▸ Task statement
Exact retyping of the data: please keep every word and drop each picture.

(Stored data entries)
○ ○ ○ ○ ○ ○ ○
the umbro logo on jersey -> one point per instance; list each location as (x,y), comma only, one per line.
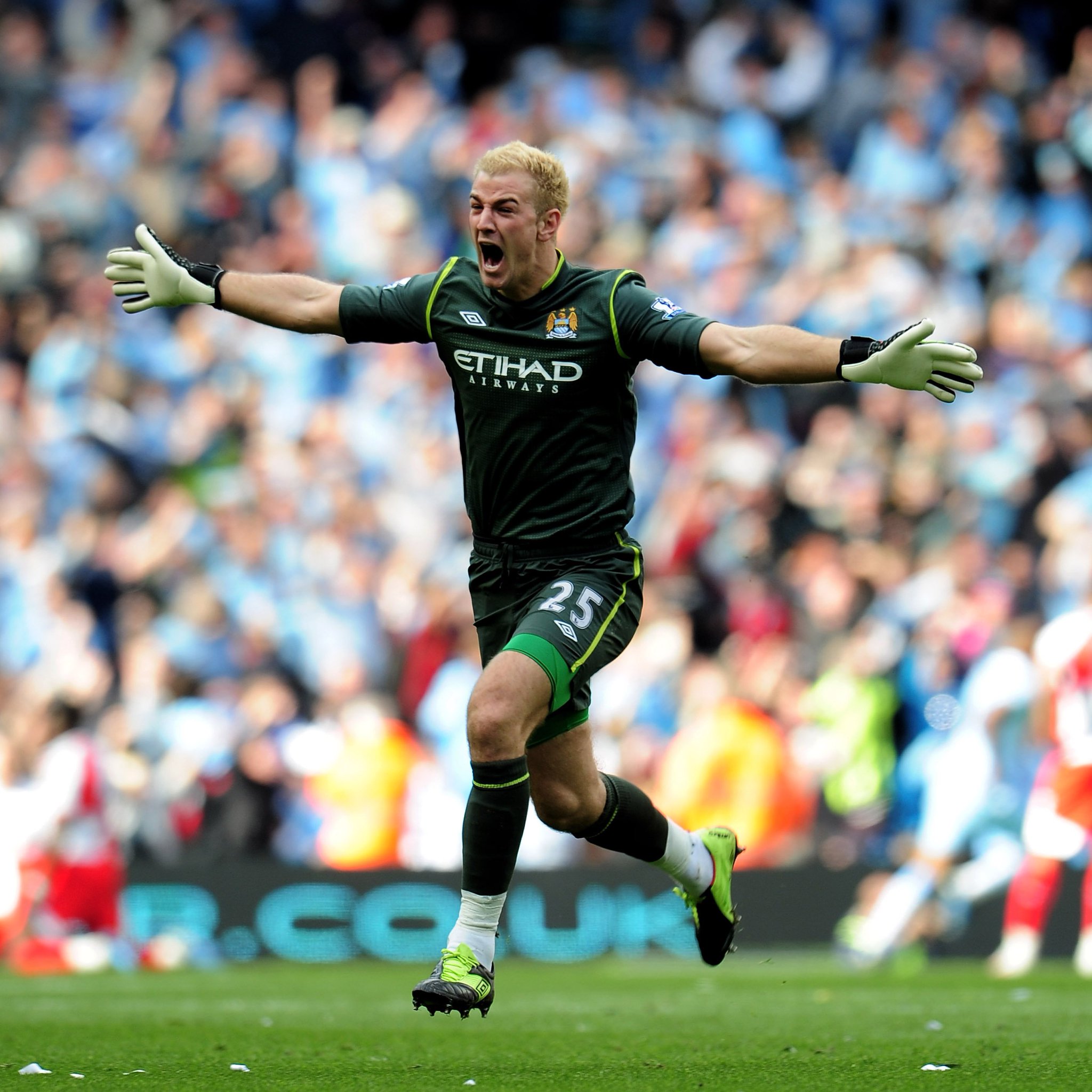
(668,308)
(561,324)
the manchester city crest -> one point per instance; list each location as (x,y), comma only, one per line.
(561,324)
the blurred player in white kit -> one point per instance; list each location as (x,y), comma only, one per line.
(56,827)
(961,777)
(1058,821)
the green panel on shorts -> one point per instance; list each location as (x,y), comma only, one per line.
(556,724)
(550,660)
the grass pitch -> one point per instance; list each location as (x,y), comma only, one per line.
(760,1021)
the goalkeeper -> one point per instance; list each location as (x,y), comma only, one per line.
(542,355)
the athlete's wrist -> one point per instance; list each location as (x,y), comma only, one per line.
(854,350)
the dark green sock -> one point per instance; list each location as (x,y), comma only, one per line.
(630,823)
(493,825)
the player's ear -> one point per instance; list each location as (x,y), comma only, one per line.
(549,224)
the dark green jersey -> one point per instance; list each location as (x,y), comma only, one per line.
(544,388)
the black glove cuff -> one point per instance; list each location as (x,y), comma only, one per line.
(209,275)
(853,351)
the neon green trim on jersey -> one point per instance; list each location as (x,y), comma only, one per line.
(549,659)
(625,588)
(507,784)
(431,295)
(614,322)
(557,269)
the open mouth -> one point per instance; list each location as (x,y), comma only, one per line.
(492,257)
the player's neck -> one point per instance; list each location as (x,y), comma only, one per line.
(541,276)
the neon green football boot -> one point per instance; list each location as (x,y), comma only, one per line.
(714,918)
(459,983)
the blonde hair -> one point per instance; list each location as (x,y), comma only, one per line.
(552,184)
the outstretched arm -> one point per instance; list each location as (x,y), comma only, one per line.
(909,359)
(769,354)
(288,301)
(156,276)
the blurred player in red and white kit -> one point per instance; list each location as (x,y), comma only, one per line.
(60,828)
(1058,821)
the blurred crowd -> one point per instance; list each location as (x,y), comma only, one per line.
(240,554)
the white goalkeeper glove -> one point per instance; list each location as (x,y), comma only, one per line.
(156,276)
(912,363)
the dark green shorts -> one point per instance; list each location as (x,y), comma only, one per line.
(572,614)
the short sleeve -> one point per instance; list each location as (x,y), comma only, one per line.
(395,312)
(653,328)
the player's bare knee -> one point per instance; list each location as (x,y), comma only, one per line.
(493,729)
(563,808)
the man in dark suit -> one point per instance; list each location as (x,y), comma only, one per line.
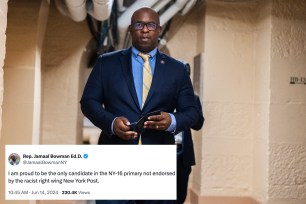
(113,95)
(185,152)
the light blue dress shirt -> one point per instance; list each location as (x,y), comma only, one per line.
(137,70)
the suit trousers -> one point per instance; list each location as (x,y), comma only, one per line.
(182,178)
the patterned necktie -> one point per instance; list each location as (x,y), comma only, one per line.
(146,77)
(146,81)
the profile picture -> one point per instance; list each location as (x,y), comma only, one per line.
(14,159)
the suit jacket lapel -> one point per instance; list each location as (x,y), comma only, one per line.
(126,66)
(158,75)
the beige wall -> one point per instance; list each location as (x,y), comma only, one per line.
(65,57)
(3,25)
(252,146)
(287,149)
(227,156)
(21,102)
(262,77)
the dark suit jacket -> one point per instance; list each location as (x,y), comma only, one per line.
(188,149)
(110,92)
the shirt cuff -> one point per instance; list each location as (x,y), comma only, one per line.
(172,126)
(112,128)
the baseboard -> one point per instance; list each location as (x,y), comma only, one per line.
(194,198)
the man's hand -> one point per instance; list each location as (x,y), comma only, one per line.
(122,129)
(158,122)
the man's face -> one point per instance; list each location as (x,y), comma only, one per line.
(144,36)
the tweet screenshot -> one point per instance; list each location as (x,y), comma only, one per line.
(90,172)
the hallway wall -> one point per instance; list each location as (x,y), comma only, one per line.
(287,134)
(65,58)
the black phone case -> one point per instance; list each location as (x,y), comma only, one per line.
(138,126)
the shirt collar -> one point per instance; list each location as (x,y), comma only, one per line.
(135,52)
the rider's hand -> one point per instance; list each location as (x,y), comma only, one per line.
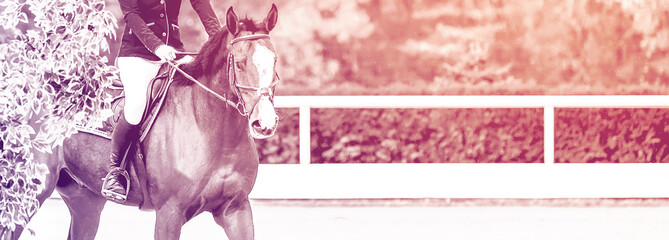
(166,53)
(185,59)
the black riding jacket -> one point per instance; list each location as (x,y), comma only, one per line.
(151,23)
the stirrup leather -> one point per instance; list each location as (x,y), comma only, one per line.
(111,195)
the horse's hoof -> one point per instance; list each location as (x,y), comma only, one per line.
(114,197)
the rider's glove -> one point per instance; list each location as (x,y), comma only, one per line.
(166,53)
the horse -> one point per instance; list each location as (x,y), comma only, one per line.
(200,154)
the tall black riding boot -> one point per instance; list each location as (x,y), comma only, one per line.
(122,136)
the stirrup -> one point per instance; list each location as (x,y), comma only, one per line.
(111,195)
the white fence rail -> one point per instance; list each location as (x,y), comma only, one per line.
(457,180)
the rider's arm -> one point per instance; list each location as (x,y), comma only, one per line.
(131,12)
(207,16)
○ ○ ○ ○ ○ ○ ○
▸ Response
the umbro logo on jersey -> one point per instance; list each location as (x,y), comma only, one per line.
(668,308)
(561,324)
the manchester city crest -> one point per instance; list each location as (x,y), comma only, one per line.
(561,324)
the blurred player in white kit -> one point per instance; list each location as (x,y), comma only, one per line.
(56,827)
(961,777)
(1058,821)
the green panel on shorts -> one point per instance; list each location as (x,y), comma only, one per line.
(556,724)
(550,660)
the grass pitch -> one point per instance; list each location as (x,y), comma only, one per line.
(760,1021)
the goalkeeper -> one point per instance; list each location as (x,y), comma only, one per line.
(542,355)
the athlete's wrist -> one point per instance; list each location as (x,y), comma only, one per line.
(854,350)
the dark green sock -> one point per instance; list each location as (x,y), comma only, one per line.
(630,823)
(493,825)
the player's ear -> one point per instance; list each location as (x,y), comma only, one per line.
(549,224)
the dark green jersey -> one point per instance; list each location as (x,y), comma only, one per line.
(544,388)
the black glove cuff -> one point per instance; list each location as (x,y), comma only, one per line.
(209,275)
(853,351)
the neon green trim on jersey -> one point per instance; list each location as (x,y), comma only, one per line.
(549,659)
(625,588)
(507,784)
(431,295)
(614,322)
(557,269)
the open mouth -> one point per instance; list each location as (x,y), comma only, one per line.
(492,257)
the player's neck -> one point per instance; list each location as (x,y), comma only, one per line.
(541,276)
the neon green football boot -> one point per instance; list each location as (x,y), comma only, one per line.
(714,918)
(459,983)
the blonde hair -> one point per instance; list each location as (x,y), comma only, one per line.
(552,184)
the outstretched arm -> one point per instance; list each location as (x,y), comma only, one per line.
(909,359)
(769,354)
(288,301)
(156,276)
the blurred player in red and white kit -> one point per instance; list each location as (x,y), comma only, one per line.
(60,828)
(1058,821)
the blurred crowd -> one point per instance; list each location as (x,y), comma only, one per line.
(240,554)
the white goalkeeper glove -> one point per instance; list each location as (x,y), comma only, one per line.
(156,276)
(912,363)
the dark green shorts -> one point per instance; list each location as (x,y), comma only, one per line.
(572,614)
the short sleeve -> one point per instance; list each location as (x,y), comma only, one per line.
(395,312)
(653,328)
the player's bare knee -> one point per instance; list each location as (x,y), comma only, one per line.
(493,729)
(563,808)
the man in dark suit -> one point per instance; list each location as (x,y), comma only, one per line.
(113,95)
(185,152)
the light blue dress shirt -> one point per instance; list each location as (x,y), comma only, one per line.
(137,70)
the suit trousers -> one point per instance; list each location as (x,y), comma only, one per line.
(182,178)
the patterned necktie -> one point per instance; list each location as (x,y), comma only, one per line.
(146,77)
(146,81)
the profile picture -> one point per instance; list each location as (x,y), comma only, one per line.
(14,159)
the suit jacket lapel -> one point per instance; list each location as (x,y), comma only, one per line.
(126,66)
(158,75)
the beige wall -> one point per instance; list each location as (x,y), comma only, one per line.
(65,57)
(3,25)
(252,146)
(287,149)
(227,156)
(21,102)
(262,77)
the dark suit jacket -> one point per instance; list each location as (x,y), comma only, one per line.
(188,149)
(110,92)
the shirt cuff -> one point per instance; list each location as (x,y), comma only, one per line.
(172,126)
(112,128)
the baseboard -> one point per instance; list each location as (x,y), comma only, one per line.
(194,198)
the man's hand -> one point per instance; list each location as (x,y), comma only, one per line.
(122,129)
(158,122)
the man's face -> one point per instance; list each location as (x,y), comma only, one per line.
(144,36)
the tweet screenshot -> one point per instance; list each location as (x,y), comma only, one per line.
(90,172)
the hallway wall -> one point per instance; list each location as (x,y), comma only, one per line.
(287,134)
(65,58)
the black phone case -> one point per instance; list each location as (x,y), comma only, one per line.
(138,126)
the shirt collar -> one point per instance; list each location as (x,y), comma only, one per line.
(135,52)
the rider's hand -> one point per instance; list each location as (x,y), comma only, one per line.
(166,53)
(185,59)
the black riding jacket -> one point per instance; list each location as (x,y), comma only, one per line.
(151,23)
the stirrup leather -> one point per instance; list each location as (x,y), comma only, one per line.
(111,195)
the horse's hoof -> one point per instance; list each location as (x,y), comma only, one per line.
(114,197)
the rider's glove -> one point per instance; list each location as (x,y), comma only, one per line.
(166,53)
the horse -> one point per instance; list each location as (x,y), comma only, one per line.
(200,154)
the tall black riding boot -> one point per instance; list each location as (x,y), comma only, one per line.
(122,136)
the stirrup -> one point per instance; list each location as (x,y), comma only, one per line.
(111,195)
the white fence rail -> one point per instance; list each location as (x,y), comma only, one per line.
(457,180)
the rider's arm -> one point per instance; list each location as (x,y), comma only, one per line.
(131,12)
(207,16)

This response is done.